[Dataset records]
--- Start ---

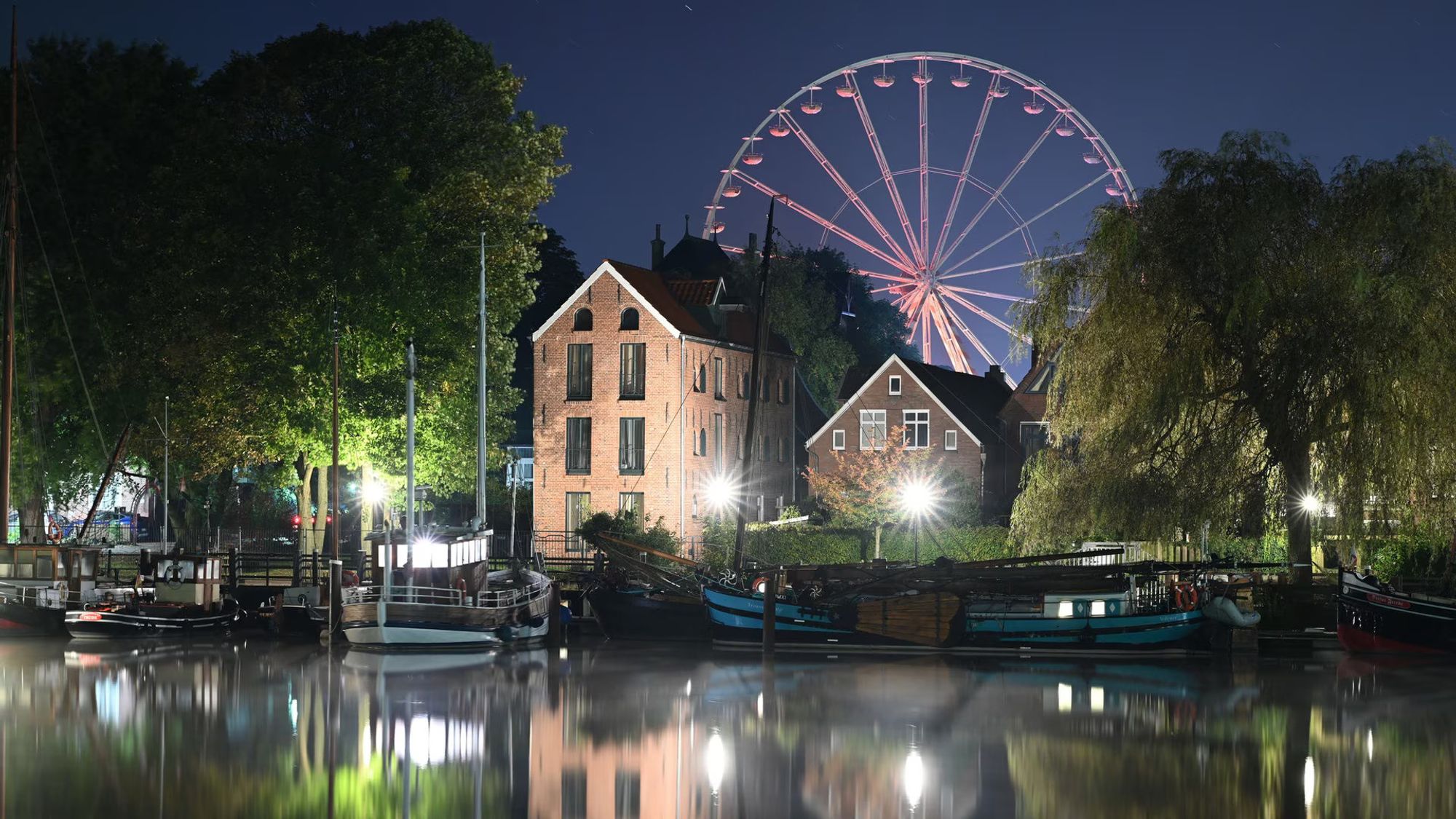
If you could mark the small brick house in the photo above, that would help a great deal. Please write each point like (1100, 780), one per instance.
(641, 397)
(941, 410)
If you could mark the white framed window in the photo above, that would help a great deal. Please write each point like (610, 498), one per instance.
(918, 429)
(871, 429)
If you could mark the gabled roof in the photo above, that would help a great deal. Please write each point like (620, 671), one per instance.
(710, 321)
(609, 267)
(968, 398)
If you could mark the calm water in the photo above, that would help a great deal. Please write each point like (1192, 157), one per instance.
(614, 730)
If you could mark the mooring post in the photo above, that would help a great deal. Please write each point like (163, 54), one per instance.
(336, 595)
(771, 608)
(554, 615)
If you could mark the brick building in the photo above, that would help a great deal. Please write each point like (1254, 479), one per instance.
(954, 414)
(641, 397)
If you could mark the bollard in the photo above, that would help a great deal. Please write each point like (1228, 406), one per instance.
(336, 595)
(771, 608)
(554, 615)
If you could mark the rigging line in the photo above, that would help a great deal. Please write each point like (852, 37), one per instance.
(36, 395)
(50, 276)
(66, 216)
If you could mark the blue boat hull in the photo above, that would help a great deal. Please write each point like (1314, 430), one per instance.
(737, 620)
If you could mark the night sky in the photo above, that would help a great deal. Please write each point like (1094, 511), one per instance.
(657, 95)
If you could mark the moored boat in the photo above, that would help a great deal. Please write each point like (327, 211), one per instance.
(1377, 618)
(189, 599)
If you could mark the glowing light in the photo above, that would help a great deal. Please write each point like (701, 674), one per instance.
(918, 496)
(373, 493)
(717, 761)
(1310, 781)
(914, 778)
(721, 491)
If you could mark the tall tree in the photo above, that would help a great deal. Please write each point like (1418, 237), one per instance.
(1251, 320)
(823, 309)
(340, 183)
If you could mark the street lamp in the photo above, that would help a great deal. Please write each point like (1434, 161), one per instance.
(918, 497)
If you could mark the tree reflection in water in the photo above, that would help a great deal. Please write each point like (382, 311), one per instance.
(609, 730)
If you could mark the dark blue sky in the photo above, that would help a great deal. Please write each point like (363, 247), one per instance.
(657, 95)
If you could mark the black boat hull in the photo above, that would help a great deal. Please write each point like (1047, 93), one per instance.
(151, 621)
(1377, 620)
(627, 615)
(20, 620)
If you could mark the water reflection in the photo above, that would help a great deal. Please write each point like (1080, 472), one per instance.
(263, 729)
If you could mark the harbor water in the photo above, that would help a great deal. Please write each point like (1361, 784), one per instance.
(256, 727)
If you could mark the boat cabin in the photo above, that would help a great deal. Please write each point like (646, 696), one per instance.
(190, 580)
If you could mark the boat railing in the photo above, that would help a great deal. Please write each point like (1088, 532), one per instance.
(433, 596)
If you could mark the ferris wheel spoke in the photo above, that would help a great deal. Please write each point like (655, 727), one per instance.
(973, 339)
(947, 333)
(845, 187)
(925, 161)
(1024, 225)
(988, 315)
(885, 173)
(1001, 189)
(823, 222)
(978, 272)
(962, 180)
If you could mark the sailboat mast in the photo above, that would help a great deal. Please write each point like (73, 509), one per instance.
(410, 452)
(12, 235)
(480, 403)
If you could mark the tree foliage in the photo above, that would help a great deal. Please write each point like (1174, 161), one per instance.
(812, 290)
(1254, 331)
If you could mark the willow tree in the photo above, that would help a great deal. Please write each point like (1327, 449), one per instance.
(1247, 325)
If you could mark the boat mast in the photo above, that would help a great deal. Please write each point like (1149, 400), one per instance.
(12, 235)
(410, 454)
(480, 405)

--- End ---
--- Start ---

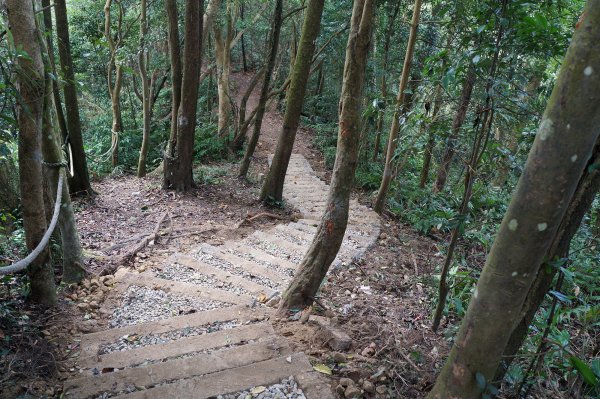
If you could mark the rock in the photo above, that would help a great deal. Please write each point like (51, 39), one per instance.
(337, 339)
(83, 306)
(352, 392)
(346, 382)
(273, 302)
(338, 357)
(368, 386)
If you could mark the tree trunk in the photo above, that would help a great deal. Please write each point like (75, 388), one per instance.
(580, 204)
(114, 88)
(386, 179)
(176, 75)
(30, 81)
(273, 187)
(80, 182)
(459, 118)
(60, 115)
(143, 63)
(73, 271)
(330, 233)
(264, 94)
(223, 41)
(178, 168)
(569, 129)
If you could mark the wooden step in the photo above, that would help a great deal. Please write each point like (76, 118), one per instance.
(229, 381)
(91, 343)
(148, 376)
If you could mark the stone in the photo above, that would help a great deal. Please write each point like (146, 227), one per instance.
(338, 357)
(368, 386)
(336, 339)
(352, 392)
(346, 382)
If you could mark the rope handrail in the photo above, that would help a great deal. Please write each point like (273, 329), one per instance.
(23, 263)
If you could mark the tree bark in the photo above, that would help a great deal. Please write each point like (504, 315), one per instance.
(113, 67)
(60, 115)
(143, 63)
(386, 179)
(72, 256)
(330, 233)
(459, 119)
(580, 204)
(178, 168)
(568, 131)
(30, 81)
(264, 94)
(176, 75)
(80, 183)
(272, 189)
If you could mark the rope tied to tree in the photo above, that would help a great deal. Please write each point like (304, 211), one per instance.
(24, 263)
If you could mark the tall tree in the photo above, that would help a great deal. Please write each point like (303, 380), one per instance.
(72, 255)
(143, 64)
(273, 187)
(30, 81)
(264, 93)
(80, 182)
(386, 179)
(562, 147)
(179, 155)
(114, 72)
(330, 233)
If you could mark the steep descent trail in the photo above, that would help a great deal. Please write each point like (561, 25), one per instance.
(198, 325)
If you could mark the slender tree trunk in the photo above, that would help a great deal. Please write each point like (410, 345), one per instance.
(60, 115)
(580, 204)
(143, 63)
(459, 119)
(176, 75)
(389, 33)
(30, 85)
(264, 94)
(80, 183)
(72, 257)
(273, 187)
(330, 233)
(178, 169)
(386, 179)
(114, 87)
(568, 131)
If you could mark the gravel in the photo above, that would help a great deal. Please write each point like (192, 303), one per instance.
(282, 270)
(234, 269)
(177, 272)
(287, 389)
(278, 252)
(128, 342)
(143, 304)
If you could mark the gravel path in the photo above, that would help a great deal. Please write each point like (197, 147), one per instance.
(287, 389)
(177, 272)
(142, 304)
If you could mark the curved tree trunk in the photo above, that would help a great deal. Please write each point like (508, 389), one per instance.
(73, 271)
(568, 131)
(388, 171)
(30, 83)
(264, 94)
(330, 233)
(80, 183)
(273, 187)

--- End ---
--- Start ---

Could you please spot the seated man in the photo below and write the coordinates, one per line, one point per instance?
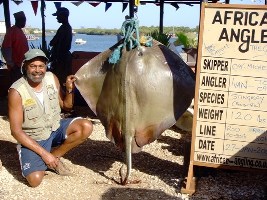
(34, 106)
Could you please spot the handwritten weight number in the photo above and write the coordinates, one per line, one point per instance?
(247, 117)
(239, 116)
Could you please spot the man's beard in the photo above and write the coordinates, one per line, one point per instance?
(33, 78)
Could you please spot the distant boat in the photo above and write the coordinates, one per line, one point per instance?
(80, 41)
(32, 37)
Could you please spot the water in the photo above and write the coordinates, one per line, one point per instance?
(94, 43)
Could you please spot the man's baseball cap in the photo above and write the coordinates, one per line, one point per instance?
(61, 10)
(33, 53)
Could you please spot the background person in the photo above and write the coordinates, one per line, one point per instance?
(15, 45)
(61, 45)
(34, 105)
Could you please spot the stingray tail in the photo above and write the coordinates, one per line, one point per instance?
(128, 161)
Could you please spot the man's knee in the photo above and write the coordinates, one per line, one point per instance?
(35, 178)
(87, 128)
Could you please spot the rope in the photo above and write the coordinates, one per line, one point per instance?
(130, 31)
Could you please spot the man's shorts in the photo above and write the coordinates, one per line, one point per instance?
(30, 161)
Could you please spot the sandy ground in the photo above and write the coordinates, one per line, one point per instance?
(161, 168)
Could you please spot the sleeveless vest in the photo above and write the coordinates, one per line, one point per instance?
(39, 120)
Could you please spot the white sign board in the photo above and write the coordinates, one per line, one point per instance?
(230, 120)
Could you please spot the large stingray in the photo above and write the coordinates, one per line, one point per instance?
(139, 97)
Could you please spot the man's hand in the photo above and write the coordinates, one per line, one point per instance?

--- End ---

Return the lines of the records word for word, beginning with the line that contains "Could you please spot the stingray" and ending after the line that contains "Could you please spot the man's hand".

TASK OUTPUT
Could you please spot the stingray tail in the photo above and write the coordinates, one per line, one point per instance?
(128, 161)
Could you please spot the man's knee in the photo above and write the coordinates, one per line, one point per instance?
(35, 178)
(87, 128)
Could you please spot the rope in the photo above and write the coordinates, one per line, one point per instance?
(130, 31)
Could you please spot the man's shorts in the photo above and write the coordinates, one per line, one point per instance?
(30, 161)
Could you please spot the sandy ground in the photo above and write the coordinates, one per line, one point per instance?
(161, 168)
Could you please spot the sleeveless vest in the photo above and write the coordinates, one per line, one point per instance?
(39, 120)
Could you please spot the white sign board in the photo above and write the coordinates, one per line, one point per instance?
(230, 120)
Could you please spot the large stingray in the photo above and write the coordinates, one per line, one point per instance?
(139, 97)
Could you please spot the man's hand in the photo above and write the coordinates, one per line, one point per instance?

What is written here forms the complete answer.